=== Supplied information ===
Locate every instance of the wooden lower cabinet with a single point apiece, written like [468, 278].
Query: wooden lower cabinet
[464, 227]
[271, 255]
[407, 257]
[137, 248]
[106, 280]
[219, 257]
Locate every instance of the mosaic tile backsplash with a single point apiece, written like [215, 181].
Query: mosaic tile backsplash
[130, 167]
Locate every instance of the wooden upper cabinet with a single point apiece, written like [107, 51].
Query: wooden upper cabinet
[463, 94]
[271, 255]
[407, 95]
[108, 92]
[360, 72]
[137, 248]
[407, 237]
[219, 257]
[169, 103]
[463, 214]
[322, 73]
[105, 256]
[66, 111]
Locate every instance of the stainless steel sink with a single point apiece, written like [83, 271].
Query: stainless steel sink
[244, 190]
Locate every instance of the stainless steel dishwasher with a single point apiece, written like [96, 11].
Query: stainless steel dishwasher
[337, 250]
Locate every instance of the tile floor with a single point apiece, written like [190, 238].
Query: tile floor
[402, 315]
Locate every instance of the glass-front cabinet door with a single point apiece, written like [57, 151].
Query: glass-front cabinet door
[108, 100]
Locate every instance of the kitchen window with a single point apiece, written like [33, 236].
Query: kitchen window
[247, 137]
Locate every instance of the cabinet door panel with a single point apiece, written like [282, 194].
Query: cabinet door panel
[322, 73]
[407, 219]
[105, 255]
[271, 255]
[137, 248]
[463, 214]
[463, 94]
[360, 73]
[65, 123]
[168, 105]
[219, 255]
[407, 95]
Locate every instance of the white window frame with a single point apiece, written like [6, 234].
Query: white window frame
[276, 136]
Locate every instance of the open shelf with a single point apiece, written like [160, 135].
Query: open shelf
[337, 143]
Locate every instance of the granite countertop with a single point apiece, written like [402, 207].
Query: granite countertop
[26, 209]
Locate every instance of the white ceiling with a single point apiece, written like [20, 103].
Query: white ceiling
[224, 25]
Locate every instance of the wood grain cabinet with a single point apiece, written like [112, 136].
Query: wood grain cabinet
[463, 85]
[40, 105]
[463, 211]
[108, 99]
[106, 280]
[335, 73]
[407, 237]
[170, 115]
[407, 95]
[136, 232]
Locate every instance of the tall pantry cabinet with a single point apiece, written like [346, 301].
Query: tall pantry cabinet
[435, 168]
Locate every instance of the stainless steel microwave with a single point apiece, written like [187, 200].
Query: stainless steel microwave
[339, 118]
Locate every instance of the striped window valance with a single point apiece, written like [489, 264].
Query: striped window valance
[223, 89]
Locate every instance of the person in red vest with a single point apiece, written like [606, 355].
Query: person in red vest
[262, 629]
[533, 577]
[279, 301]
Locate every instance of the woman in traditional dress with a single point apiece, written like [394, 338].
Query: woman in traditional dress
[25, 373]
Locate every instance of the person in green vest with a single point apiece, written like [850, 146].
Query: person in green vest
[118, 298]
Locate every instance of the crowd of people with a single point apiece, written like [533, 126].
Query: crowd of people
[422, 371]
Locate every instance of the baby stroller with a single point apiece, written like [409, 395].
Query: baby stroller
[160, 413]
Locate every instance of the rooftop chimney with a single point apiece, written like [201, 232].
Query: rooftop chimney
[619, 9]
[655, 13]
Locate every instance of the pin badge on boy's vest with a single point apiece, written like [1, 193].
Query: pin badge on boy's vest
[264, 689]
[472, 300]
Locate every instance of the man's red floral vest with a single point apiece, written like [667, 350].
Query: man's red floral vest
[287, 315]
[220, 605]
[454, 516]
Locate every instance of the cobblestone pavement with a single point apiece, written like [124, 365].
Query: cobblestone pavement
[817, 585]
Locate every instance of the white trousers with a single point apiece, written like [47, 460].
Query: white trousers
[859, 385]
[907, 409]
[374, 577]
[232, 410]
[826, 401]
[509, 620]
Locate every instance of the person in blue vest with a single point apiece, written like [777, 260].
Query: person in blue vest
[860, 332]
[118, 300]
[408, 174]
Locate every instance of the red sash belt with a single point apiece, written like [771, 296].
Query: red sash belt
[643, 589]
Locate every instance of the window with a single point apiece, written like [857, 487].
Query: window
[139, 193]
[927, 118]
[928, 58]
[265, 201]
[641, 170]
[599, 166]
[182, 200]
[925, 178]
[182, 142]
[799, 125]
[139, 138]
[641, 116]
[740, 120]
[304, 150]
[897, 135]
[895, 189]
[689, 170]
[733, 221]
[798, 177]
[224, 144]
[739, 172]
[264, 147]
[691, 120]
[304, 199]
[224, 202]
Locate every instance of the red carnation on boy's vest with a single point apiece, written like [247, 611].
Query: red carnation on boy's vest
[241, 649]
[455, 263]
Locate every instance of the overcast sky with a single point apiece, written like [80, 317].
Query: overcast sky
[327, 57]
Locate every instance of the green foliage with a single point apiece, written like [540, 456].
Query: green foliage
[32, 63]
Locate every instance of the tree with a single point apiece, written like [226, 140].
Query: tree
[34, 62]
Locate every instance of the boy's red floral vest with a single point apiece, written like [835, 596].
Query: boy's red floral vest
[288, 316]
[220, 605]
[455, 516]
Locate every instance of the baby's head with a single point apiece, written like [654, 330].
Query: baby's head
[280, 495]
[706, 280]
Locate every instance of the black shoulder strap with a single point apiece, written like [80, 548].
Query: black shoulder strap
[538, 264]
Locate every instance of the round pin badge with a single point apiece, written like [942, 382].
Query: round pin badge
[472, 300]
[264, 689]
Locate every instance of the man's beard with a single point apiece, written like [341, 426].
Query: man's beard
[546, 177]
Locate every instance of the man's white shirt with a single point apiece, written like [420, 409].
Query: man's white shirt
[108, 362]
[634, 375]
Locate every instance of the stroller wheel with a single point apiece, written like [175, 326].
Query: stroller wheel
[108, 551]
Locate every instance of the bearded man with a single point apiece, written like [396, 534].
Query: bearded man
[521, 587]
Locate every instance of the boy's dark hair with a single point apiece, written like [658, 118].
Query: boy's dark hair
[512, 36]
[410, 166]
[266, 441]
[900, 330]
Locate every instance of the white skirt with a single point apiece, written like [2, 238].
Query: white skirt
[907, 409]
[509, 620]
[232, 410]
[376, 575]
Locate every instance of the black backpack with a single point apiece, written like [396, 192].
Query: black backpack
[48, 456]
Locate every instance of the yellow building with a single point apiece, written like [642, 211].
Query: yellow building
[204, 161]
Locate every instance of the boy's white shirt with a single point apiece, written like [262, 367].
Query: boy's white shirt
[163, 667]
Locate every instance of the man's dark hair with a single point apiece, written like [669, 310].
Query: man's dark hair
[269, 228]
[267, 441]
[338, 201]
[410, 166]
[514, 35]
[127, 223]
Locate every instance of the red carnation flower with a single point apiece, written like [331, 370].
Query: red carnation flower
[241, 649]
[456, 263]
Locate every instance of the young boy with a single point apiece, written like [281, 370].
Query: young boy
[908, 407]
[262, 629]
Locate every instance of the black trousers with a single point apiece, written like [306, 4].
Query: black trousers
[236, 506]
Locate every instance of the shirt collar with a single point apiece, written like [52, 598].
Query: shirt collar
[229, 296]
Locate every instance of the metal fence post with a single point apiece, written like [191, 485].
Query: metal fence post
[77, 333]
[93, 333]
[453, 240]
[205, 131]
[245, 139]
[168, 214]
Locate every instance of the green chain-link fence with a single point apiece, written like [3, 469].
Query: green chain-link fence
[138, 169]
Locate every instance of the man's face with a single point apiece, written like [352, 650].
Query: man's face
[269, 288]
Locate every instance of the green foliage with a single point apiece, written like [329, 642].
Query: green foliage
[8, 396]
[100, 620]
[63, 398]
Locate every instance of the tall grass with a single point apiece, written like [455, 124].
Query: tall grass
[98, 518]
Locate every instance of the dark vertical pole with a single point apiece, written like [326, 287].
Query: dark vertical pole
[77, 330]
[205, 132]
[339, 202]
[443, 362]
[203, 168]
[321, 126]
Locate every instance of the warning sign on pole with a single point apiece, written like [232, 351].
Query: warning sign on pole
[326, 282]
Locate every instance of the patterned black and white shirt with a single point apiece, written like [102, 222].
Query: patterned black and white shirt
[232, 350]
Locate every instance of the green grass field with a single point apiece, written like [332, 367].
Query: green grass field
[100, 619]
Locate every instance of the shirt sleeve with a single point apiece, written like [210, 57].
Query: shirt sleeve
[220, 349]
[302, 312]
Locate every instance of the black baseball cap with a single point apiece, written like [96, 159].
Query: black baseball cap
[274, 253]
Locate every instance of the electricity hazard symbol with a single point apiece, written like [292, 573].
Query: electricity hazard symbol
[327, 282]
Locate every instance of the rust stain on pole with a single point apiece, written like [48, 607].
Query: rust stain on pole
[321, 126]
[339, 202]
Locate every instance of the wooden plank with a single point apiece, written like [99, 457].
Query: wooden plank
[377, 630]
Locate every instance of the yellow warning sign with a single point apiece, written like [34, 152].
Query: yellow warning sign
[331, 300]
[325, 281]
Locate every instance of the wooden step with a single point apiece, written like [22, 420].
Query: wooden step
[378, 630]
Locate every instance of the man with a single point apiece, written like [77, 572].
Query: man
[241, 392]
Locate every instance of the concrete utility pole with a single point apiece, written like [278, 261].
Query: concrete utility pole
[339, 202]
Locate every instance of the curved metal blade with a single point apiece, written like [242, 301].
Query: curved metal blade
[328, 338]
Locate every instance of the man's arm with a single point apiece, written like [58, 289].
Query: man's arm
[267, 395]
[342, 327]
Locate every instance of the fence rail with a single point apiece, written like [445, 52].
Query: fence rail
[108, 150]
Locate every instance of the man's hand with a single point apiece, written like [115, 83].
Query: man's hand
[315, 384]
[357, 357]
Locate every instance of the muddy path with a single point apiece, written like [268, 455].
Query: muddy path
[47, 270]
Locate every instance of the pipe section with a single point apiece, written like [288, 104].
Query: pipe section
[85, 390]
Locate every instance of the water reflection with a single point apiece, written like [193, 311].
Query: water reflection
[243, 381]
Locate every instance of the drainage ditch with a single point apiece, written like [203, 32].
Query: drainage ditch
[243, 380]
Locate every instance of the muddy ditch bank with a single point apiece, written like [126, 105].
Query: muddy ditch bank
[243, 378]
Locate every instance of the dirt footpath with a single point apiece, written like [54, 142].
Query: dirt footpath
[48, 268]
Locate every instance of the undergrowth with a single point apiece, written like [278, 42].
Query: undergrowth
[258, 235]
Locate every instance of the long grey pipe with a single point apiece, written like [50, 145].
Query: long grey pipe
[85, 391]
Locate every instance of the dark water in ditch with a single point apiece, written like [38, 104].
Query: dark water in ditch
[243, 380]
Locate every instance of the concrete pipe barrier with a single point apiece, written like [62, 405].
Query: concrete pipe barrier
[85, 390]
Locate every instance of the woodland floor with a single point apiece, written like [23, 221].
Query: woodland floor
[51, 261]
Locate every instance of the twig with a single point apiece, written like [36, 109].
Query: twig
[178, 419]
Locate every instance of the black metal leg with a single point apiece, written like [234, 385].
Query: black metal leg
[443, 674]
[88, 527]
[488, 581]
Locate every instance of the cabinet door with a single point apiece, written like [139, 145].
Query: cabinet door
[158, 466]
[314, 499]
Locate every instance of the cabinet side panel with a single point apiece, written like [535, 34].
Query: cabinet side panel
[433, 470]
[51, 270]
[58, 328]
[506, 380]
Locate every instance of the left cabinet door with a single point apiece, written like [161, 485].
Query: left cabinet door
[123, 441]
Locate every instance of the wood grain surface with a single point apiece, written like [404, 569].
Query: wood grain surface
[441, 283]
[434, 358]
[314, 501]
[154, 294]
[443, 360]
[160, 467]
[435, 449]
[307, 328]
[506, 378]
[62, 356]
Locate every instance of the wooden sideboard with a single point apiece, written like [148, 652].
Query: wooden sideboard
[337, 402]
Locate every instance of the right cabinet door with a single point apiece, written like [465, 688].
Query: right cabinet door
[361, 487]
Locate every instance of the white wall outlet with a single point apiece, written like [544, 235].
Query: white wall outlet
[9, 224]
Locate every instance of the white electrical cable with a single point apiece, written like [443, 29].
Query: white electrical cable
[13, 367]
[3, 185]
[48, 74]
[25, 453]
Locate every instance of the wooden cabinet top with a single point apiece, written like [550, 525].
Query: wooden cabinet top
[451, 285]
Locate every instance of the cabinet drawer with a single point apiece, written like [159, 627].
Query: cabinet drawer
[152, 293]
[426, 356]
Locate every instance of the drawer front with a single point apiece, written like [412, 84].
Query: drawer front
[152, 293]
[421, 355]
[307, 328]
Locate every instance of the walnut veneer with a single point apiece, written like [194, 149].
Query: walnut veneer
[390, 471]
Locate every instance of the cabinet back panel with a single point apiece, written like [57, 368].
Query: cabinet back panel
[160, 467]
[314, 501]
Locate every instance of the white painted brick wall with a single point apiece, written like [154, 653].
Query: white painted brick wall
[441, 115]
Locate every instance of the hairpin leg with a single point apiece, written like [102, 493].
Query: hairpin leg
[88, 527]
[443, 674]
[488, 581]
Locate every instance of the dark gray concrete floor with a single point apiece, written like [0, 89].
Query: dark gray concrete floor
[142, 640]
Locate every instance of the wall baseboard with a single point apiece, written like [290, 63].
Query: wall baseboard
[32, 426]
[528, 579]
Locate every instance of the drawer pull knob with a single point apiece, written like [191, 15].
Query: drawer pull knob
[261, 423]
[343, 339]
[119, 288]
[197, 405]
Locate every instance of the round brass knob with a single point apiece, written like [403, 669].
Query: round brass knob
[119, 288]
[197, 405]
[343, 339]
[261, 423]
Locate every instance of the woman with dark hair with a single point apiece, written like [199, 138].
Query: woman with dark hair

=== Problem requirements ===
Begin at the line above that has "Locate every instance of the boy's dark" and stop after the line that has "Locate every instance of the man's dark", copying each line exactly and adding nothing else.

=== Reply to the task ===
Locate every instance of the boy's dark hair with a single point apiece, written like [658, 118].
Query: boy's dark hair
[512, 36]
[410, 166]
[266, 441]
[900, 330]
Locate every instance of the white skirt with a single point apiece, written like [2, 238].
Query: white skirt
[907, 409]
[509, 620]
[232, 410]
[376, 575]
Locate every instance of the black backpack with a single point apiece, written like [396, 192].
Query: black backpack
[48, 456]
Locate every instance of the yellow building with a single point apiece, written like [642, 211].
Query: yellow building
[204, 161]
Locate every instance of the boy's white shirt with a single point apiece, written like [262, 367].
Query: boy's white shirt
[163, 667]
Locate every instance of the man's dark hair with a single point apiece, written like [669, 310].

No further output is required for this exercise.